━━ Records shown ━━

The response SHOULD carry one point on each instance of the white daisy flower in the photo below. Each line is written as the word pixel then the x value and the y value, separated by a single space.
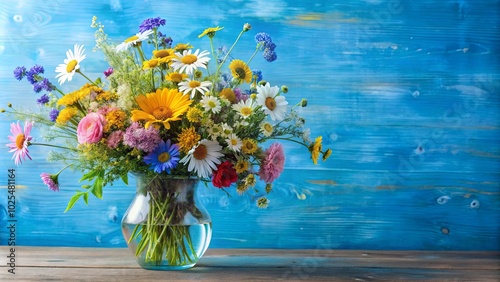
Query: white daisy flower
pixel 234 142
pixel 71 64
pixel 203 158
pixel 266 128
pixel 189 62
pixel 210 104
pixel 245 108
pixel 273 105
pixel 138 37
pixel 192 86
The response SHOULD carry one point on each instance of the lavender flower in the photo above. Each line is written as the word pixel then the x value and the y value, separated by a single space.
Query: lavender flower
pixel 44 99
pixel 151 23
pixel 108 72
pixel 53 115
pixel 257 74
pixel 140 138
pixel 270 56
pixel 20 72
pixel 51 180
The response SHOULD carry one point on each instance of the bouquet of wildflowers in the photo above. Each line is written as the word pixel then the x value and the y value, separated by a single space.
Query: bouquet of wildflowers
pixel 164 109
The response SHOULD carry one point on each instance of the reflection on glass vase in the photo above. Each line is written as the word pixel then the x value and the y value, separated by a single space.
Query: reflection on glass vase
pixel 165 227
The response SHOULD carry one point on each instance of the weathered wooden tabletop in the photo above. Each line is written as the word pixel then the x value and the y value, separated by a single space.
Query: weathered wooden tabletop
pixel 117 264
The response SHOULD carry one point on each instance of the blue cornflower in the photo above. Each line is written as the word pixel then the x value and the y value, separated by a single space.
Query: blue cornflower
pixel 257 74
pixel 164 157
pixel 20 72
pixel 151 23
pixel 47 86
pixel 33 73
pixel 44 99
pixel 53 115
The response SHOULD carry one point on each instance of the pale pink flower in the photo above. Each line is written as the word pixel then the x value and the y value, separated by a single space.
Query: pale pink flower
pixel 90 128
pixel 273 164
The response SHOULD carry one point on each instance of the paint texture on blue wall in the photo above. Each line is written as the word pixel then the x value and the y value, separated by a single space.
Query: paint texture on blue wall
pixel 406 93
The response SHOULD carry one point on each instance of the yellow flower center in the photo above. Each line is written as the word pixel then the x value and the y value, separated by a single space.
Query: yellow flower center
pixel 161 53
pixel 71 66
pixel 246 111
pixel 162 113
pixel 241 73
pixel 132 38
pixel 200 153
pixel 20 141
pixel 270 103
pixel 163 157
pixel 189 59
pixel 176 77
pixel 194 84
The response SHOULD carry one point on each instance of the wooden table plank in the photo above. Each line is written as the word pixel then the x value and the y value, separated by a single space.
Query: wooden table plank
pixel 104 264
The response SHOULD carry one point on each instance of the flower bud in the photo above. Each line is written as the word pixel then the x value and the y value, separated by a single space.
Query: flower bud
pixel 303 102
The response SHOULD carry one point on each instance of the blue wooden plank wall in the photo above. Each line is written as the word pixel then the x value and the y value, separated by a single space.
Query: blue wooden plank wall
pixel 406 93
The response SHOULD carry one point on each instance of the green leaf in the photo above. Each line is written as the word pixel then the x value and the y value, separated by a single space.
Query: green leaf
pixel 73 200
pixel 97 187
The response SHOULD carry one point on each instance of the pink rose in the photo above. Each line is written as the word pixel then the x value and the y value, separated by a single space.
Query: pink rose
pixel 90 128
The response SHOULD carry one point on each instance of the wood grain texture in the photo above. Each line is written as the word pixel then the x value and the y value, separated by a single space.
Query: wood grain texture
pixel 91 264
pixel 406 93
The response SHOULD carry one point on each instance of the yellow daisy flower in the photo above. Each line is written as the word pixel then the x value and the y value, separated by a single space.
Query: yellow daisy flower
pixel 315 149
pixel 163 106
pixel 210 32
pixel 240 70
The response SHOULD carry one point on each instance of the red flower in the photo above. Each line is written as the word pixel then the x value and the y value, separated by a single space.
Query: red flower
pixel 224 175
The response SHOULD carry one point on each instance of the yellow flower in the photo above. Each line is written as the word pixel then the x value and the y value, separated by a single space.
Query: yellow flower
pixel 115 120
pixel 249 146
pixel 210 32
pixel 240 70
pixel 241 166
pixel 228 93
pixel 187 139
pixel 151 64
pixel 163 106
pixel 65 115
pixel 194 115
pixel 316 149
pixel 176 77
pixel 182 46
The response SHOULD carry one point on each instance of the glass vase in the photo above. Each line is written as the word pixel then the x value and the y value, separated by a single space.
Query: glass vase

━━━

The request: Rewrite all the records above as a numbered list with one line per item, skipping any blank lines. Leave out the pictures.

Exercise answer:
1. The response SHOULD carry one point on each instance of the white daisy flower in the photo below. Each line is written as the word pixel then the x value and the y value, separated by a single space.
2. Query: white daisy flower
3. pixel 234 142
4. pixel 71 64
5. pixel 203 158
6. pixel 266 128
7. pixel 189 62
8. pixel 210 104
9. pixel 245 108
10. pixel 273 105
11. pixel 138 37
12. pixel 192 86
13. The response SHOULD carry one point on each instance of the lavender flower in the photo above. Each line is written as the word pixel then the x value and the y value, separated by a single space.
14. Query: lavender flower
15. pixel 44 99
16. pixel 151 23
17. pixel 108 72
18. pixel 53 115
19. pixel 257 74
20. pixel 140 138
21. pixel 270 56
22. pixel 20 72
23. pixel 51 180
24. The response SHOULD carry one point on each instance of the bouquet of wildflowers in the photo above. Each line is written as the word pixel then the x value and the y value, separated by a single space.
25. Query: bouquet of wildflowers
26. pixel 164 109
27. The response SHOULD carry one point on each instance of the reflection on glass vase in the photo above. Each line is written as the word pixel then the x value and the y value, separated by a single space.
28. Query: reflection on glass vase
29. pixel 165 227
30. The response SHOULD carry one point on each instance of the weathered wooden tabletop in the photo above. Each line is written as the word pixel then the x value and the y value, separated by a single space.
31. Query: weathered wooden tabletop
32. pixel 117 264
33. The response SHOULD carry one point on each instance of the blue cornflower in the photo above. Each line is written as the word pixel then the x value and the y value, separated by a single space.
34. Query: blue cornflower
35. pixel 257 74
36. pixel 164 157
37. pixel 20 72
38. pixel 151 23
39. pixel 47 86
40. pixel 33 73
41. pixel 44 99
42. pixel 53 115
43. The response SHOULD carry one point on each instance of the pale pink flower in the photo above. Each line is written as the word pixel then the x value and the y value, separated by a single space.
44. Query: pale pink flower
45. pixel 90 128
46. pixel 273 164
47. The response SHOULD carry one point on each instance of the paint texture on blue wall in the photo above. Each line is written as the word pixel then the x value and the y value, separated by a single space.
48. Query: paint texture on blue wall
49. pixel 406 93
50. The response SHOULD carry one point on each instance of the yellow flower center in the photo above. Each line is written as the word pixel then the x value and the y value, separated by a single space.
51. Query: yellow flower center
52. pixel 161 53
53. pixel 71 66
54. pixel 246 111
55. pixel 162 113
56. pixel 241 73
57. pixel 132 38
58. pixel 200 153
59. pixel 20 141
60. pixel 270 103
61. pixel 163 157
62. pixel 189 59
63. pixel 176 77
64. pixel 194 84
65. The response SHOULD carry one point on each instance of the wooden table plank in the photo above. Each line is written as the word pixel then the x value and the y value, separated by a single space.
66. Query: wooden table plank
67. pixel 104 264
68. The response SHOULD carry one point on each instance of the flower bud in the photo above. Each line is written as the word pixel then the x value and the y value, separated by a single space.
69. Query: flower bud
70. pixel 303 102
71. The response SHOULD carry one point on each instance of the blue wooden plank wall in the photo above. Each line is written as the word pixel then the x value and the y value, separated by a single space.
72. Query: blue wooden plank wall
73. pixel 406 93
74. The response SHOULD carry one point on each instance of the green leaf in the photo above. Each line is written as the word pixel then the x value and the y value, separated by a single space.
75. Query: green leaf
76. pixel 73 200
77. pixel 97 187
78. The response SHOULD carry one point on each instance of the pink rose in the photo above. Each line is written as the word pixel then the x value and the y value, separated by a single space.
79. Query: pink rose
80. pixel 90 128
81. The response SHOULD carry one point on each instance of the wood grain texture in the photo above. Each line is written as the word pixel then the x value and the y value, separated by a single space.
82. Query: wood grain texture
83. pixel 91 264
84. pixel 406 93
85. The response SHOULD carry one point on each instance of the yellow daisy flower in the photo above. Each line is written as the word pixel then the x value and the y value, separated by a single space.
86. Query: yellow daisy flower
87. pixel 315 149
88. pixel 163 106
89. pixel 210 32
90. pixel 240 70
91. The response SHOULD carry one point on each instance of the red flower in the photo above. Each line is written as the word pixel then the x value and the y value, separated by a single space.
92. Query: red flower
93. pixel 224 175
94. The response SHOULD carry one point on each instance of the yellow flower in the photo above. Each line is written as the word pixel then the x value and the y value, separated by a single space.
95. Query: yellow flower
96. pixel 115 120
97. pixel 249 146
98. pixel 210 32
99. pixel 240 70
100. pixel 241 166
101. pixel 228 93
102. pixel 187 139
103. pixel 151 64
104. pixel 163 106
105. pixel 65 115
106. pixel 194 115
107. pixel 316 149
108. pixel 176 77
109. pixel 182 46
110. The response SHOULD carry one point on each instance of the glass vase in the photo above. Each line is written as the word pixel then the x value and the y value, separated by a single space.
111. Query: glass vase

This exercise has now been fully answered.